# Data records
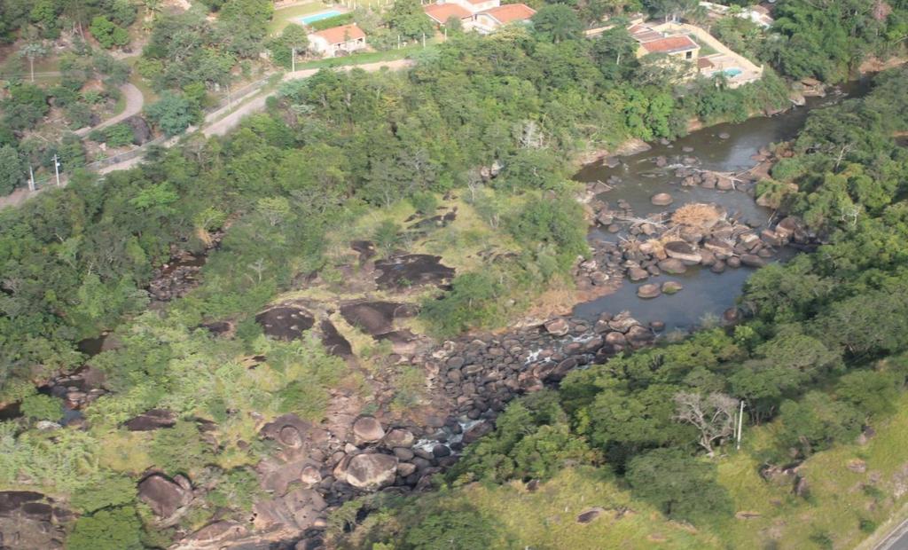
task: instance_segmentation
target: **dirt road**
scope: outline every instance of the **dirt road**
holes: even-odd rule
[[[336,67],[340,71],[349,71],[350,69],[362,69],[367,72],[374,72],[387,67],[389,70],[396,71],[410,66],[413,64],[410,59],[398,59],[395,61],[380,61],[377,63],[367,63],[364,65],[350,65]],[[319,72],[320,69],[305,69],[302,71],[296,71],[295,73],[287,73],[283,76],[283,82],[288,82],[291,80],[298,80],[300,78],[308,78],[312,75]],[[261,111],[265,108],[265,102],[268,97],[271,95],[268,92],[260,92],[258,95],[254,95],[252,99],[246,101],[246,103],[241,105],[236,108],[235,111],[226,115],[221,118],[218,118],[211,125],[202,128],[202,133],[205,137],[211,137],[212,135],[223,135],[227,134],[230,130],[234,128],[240,124],[244,116],[257,111]],[[226,110],[226,108],[224,109]],[[212,114],[212,118],[216,118],[217,115]]]
[[[120,86],[120,92],[123,93],[123,97],[126,98],[126,108],[123,110],[123,113],[116,115],[115,116],[111,116],[107,120],[102,122],[96,126],[92,126],[91,128],[82,128],[75,132],[76,135],[83,136],[86,135],[92,130],[100,130],[102,128],[106,128],[107,126],[112,126],[118,122],[123,122],[133,116],[133,115],[138,115],[142,112],[142,108],[145,105],[145,99],[142,95],[142,92],[139,88],[134,85],[126,83]]]
[[[350,71],[350,69],[359,68],[367,72],[374,72],[381,70],[387,67],[389,70],[396,71],[403,68],[407,68],[412,65],[413,62],[410,59],[398,59],[395,61],[380,61],[376,63],[367,63],[363,65],[350,65],[340,67],[334,67],[340,71]],[[298,80],[300,78],[308,78],[312,75],[319,72],[320,69],[305,69],[301,71],[296,71],[294,73],[287,73],[283,76],[283,82],[288,82],[291,80]],[[132,90],[123,90],[126,94],[126,108],[120,115],[114,116],[105,120],[104,123],[94,126],[94,128],[104,128],[111,125],[114,125],[121,122],[133,115],[135,115],[142,111],[143,100],[142,98],[142,92],[138,88],[131,84],[123,85],[123,88],[132,88]],[[252,115],[265,108],[265,102],[268,97],[274,94],[273,90],[260,90],[258,93],[252,93],[250,95],[250,99],[247,99],[245,103],[242,104],[234,111],[230,111],[228,107],[222,107],[214,113],[210,114],[206,116],[206,119],[212,120],[211,124],[206,124],[202,127],[202,134],[205,137],[211,137],[212,135],[223,135],[230,132],[232,129],[236,127],[244,116],[247,115]],[[84,133],[88,133],[94,128],[87,128]],[[191,133],[192,128],[187,131],[187,134]],[[179,143],[180,136],[174,136],[167,142],[165,142],[163,146],[170,147],[173,144]],[[109,172],[114,172],[116,170],[126,170],[137,165],[142,162],[142,156],[137,156],[135,158],[131,158],[129,160],[117,163],[115,165],[111,165],[109,166],[104,166],[98,172],[100,174],[107,174]],[[65,178],[64,178],[63,185],[65,185]],[[0,208],[5,206],[17,206],[23,202],[27,200],[29,197],[34,196],[37,192],[30,192],[27,189],[17,189],[12,195],[7,196],[0,196]]]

# SHORT PROBLEM
Please copy the lines above exactly as they appear, all of them, leaving out the pictures.

# THE OUTPUT
task: instance_segmentation
target: **dirt road**
scope: outline every instance of the **dirt road**
holes: even-odd rule
[[[336,67],[340,71],[349,71],[350,69],[362,69],[367,72],[374,72],[387,67],[389,70],[396,71],[410,66],[413,64],[410,59],[398,59],[395,61],[380,61],[377,63],[367,63],[364,65],[350,65]],[[319,72],[320,69],[305,69],[302,71],[296,71],[295,73],[287,73],[283,76],[283,82],[288,82],[291,80],[298,80],[300,78],[308,78],[312,75]],[[261,111],[265,108],[265,102],[268,97],[271,95],[268,92],[260,92],[258,95],[254,95],[252,99],[246,101],[246,103],[241,105],[236,108],[235,111],[226,115],[221,118],[218,118],[211,125],[202,128],[202,133],[205,137],[211,137],[212,135],[223,135],[227,134],[230,130],[234,128],[240,124],[244,116],[257,111]],[[226,110],[226,108],[224,109]],[[212,114],[212,118],[216,118],[217,115]]]
[[[120,86],[120,92],[123,93],[123,97],[126,98],[126,108],[123,110],[123,113],[116,115],[115,116],[111,116],[107,120],[102,122],[96,126],[92,126],[91,128],[82,128],[75,132],[76,135],[83,136],[86,135],[92,130],[100,130],[102,128],[106,128],[107,126],[112,126],[118,122],[123,122],[133,116],[133,115],[138,115],[142,112],[142,108],[145,105],[145,99],[142,95],[142,92],[139,88],[134,85],[126,83]]]
[[[350,71],[350,69],[359,68],[367,72],[374,72],[381,70],[387,67],[389,70],[396,71],[403,68],[407,68],[412,65],[413,62],[410,59],[398,59],[395,61],[380,61],[376,63],[367,63],[363,65],[350,65],[340,67],[334,67],[340,71]],[[298,80],[300,78],[308,78],[312,75],[319,72],[320,69],[305,69],[301,71],[296,71],[294,73],[287,73],[283,76],[283,82],[288,82],[291,80]],[[132,90],[123,90],[126,94],[126,108],[120,115],[114,116],[105,120],[104,123],[94,126],[94,128],[104,128],[111,125],[114,125],[121,122],[133,115],[135,115],[142,111],[143,100],[142,98],[142,92],[138,88],[131,84],[123,85],[123,88],[132,88]],[[252,115],[265,108],[265,102],[268,97],[274,94],[273,90],[260,90],[258,93],[252,93],[250,95],[250,99],[247,99],[245,103],[242,104],[234,111],[230,111],[228,107],[222,107],[214,113],[210,114],[206,116],[206,119],[212,120],[211,124],[206,124],[202,127],[202,134],[205,137],[211,137],[212,135],[223,135],[230,132],[232,129],[236,127],[244,116],[247,115]],[[84,133],[88,133],[94,128],[87,128]],[[191,133],[192,128],[187,131],[187,134]],[[179,143],[180,136],[174,136],[167,142],[165,142],[163,146],[170,147],[173,144]],[[109,172],[114,172],[116,170],[126,170],[137,165],[142,162],[142,156],[137,156],[135,158],[131,158],[129,160],[117,163],[115,165],[111,165],[109,166],[104,166],[98,172],[100,174],[107,174]],[[65,178],[64,178],[63,185],[65,185]],[[0,208],[5,206],[17,206],[23,202],[27,200],[29,197],[34,196],[37,192],[30,192],[27,189],[17,189],[12,195],[7,196],[0,196]]]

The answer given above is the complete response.